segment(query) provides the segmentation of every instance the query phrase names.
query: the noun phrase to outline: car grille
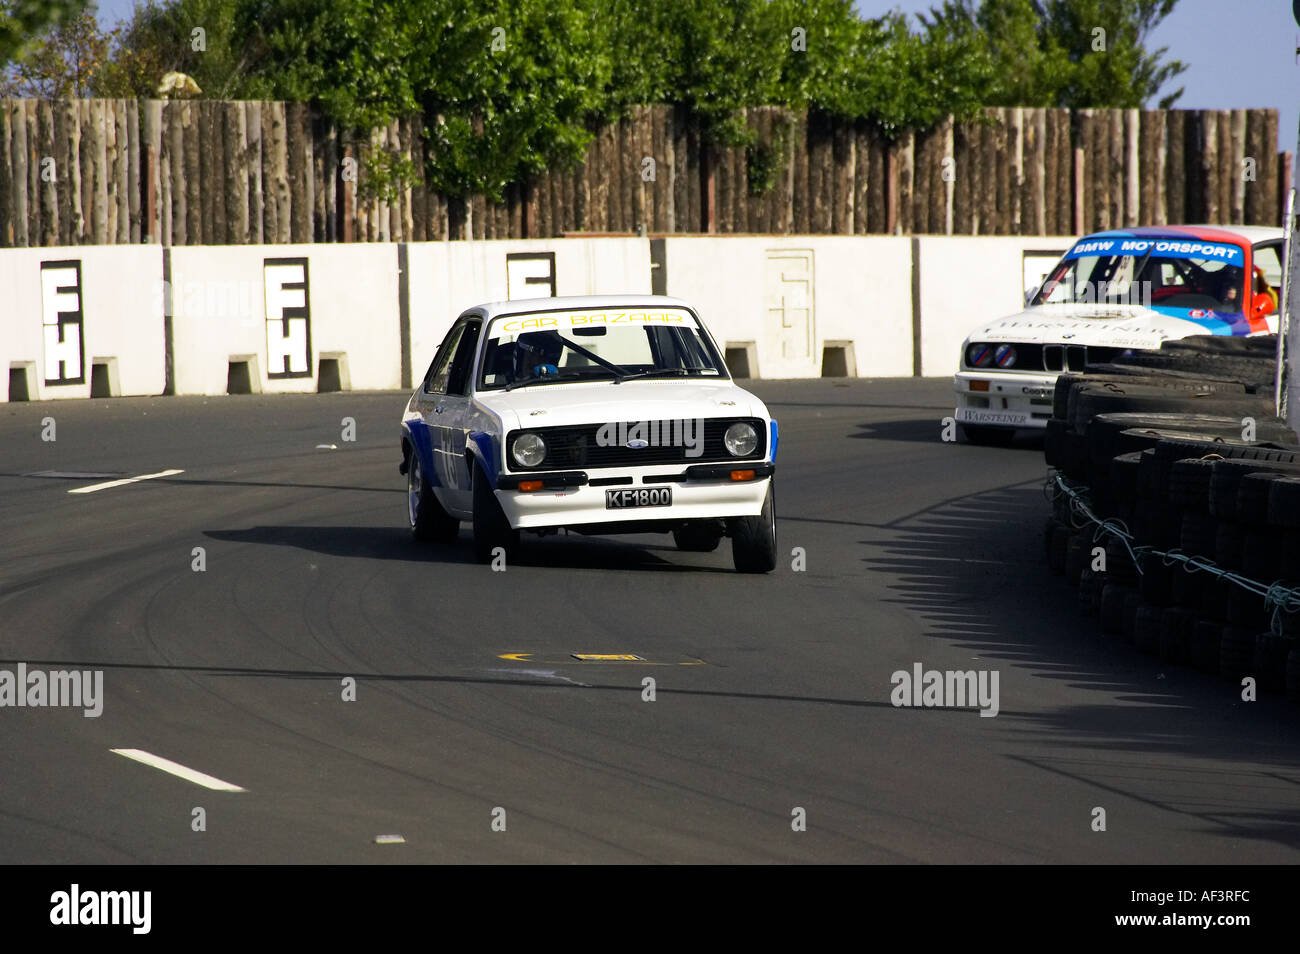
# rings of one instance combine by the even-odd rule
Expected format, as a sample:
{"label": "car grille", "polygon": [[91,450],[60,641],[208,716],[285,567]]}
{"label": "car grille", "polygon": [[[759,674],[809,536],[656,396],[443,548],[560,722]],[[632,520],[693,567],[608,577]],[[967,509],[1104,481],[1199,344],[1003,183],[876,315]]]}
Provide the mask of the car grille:
{"label": "car grille", "polygon": [[[727,428],[737,421],[752,425],[758,434],[758,443],[753,451],[744,457],[733,457],[722,443],[722,436]],[[529,427],[511,431],[506,435],[506,457],[511,470],[526,471],[637,467],[642,464],[705,464],[716,461],[763,460],[767,456],[767,422],[760,418],[707,418],[702,423],[704,425],[702,443],[699,442],[698,430],[690,432],[692,443],[695,443],[694,447],[673,446],[671,443],[673,439],[682,436],[680,423],[674,421],[625,421],[622,425],[618,423],[609,425],[615,438],[620,433],[627,433],[634,427],[640,427],[641,436],[652,441],[650,446],[640,448],[625,447],[617,442],[602,445],[597,439],[600,429],[607,426],[602,424]],[[691,422],[691,426],[698,427],[698,424]],[[510,453],[515,438],[524,433],[537,434],[546,442],[546,458],[536,467],[522,466]],[[653,439],[656,433],[657,443]]]}
{"label": "car grille", "polygon": [[[990,344],[989,347],[996,348],[998,344]],[[1102,364],[1114,360],[1124,349],[1123,348],[1101,348],[1089,347],[1081,344],[1016,344],[1010,342],[1016,349],[1016,363],[1011,368],[999,368],[996,365],[989,367],[977,368],[965,364],[967,371],[1082,371],[1088,364]],[[963,363],[965,355],[962,356]]]}

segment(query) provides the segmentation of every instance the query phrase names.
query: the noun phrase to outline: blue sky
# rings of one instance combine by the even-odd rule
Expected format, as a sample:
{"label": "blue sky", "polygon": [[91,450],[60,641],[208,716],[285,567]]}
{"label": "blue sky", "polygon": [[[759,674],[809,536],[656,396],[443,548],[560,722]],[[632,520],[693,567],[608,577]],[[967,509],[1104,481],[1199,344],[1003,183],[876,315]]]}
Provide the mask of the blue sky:
{"label": "blue sky", "polygon": [[[889,10],[910,14],[928,11],[934,2],[857,0],[857,8],[869,17]],[[134,6],[135,0],[99,0],[100,22],[126,17]],[[1278,148],[1296,148],[1300,64],[1295,50],[1300,27],[1289,0],[1179,0],[1151,46],[1167,46],[1171,57],[1187,64],[1187,72],[1178,78],[1185,90],[1179,107],[1277,109]]]}

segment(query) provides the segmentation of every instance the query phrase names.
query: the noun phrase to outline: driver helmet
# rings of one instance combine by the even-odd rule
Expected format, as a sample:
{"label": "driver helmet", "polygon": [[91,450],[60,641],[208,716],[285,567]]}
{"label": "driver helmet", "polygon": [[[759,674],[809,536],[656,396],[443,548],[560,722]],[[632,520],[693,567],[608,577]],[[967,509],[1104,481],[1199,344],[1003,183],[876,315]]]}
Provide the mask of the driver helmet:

━━━

### Exercise requirements
The images are to be left out while the entries are written out exactly.

### Answer space
segment(query) provides the segmentation of every instance the query phrase names.
query: the noun phrase to outline: car grille
# rings of one instance combine by the even-odd rule
Expected format, as a sample:
{"label": "car grille", "polygon": [[91,450],[60,641],[208,716],[285,567]]}
{"label": "car grille", "polygon": [[[759,674],[809,536],[656,396],[443,548],[560,722]],[[632,520],[693,567],[608,577]],[[967,509],[1104,481],[1199,344],[1003,183],[876,315]]]}
Provide the mask of the car grille:
{"label": "car grille", "polygon": [[[727,428],[737,421],[752,425],[758,434],[758,443],[753,451],[744,457],[733,457],[722,443],[722,436]],[[529,427],[511,431],[506,435],[506,457],[511,470],[526,471],[637,467],[642,464],[705,464],[716,461],[763,460],[767,456],[767,422],[760,418],[707,418],[702,423],[704,425],[702,443],[699,442],[698,430],[690,432],[692,443],[695,443],[694,447],[673,446],[671,443],[673,439],[682,436],[680,423],[674,421],[625,421],[622,425],[618,423],[609,425],[615,438],[620,433],[627,433],[634,427],[640,427],[641,436],[652,441],[650,446],[640,448],[625,447],[617,442],[602,445],[597,439],[600,429],[607,426],[602,424]],[[691,422],[691,426],[698,427],[698,424]],[[510,453],[515,438],[524,433],[537,434],[546,442],[546,458],[536,467],[522,466]],[[653,439],[656,433],[657,443]]]}
{"label": "car grille", "polygon": [[[990,344],[989,347],[996,348],[998,344]],[[1102,364],[1114,360],[1124,349],[1123,348],[1101,348],[1089,347],[1081,344],[1016,344],[1010,342],[1016,349],[1016,363],[1011,368],[999,368],[996,365],[989,367],[977,368],[965,364],[967,371],[1082,371],[1088,364]],[[963,363],[965,355],[962,356]]]}

segment(query) provides the segmentation of every instance the query phrase names.
query: the noun phrase to outline: blue sky
# rings of one instance combine by the even-odd rule
Expected format, as a sample:
{"label": "blue sky", "polygon": [[91,450],[60,641],[208,716],[285,567]]}
{"label": "blue sky", "polygon": [[[759,674],[809,536],[656,396],[443,548],[560,722]],[[632,520],[693,567],[608,577]],[[967,509],[1104,481],[1199,344],[1003,183],[876,315]]]}
Provide the mask of the blue sky:
{"label": "blue sky", "polygon": [[[889,10],[910,14],[928,11],[934,2],[857,0],[857,8],[869,17]],[[134,6],[135,0],[99,0],[100,22],[126,17]],[[1278,148],[1296,148],[1300,64],[1295,50],[1300,27],[1289,0],[1179,0],[1151,46],[1167,46],[1171,57],[1187,64],[1187,72],[1178,78],[1185,90],[1179,107],[1277,109]]]}

segment(query) provides the segmentation of every instance the query phrase names.
query: the noun phrase to outline: driver helmet
# rings of one instance combine by the even-odd rule
Expected format, as a sample:
{"label": "driver helmet", "polygon": [[91,450],[60,641],[208,716],[285,567]]}
{"label": "driver helmet", "polygon": [[[759,674],[809,536],[656,396],[443,548],[560,722]],[[632,520],[693,567],[608,577]],[[967,509],[1104,481],[1199,344],[1003,183],[876,315]]]}
Provide the mask of the driver helmet:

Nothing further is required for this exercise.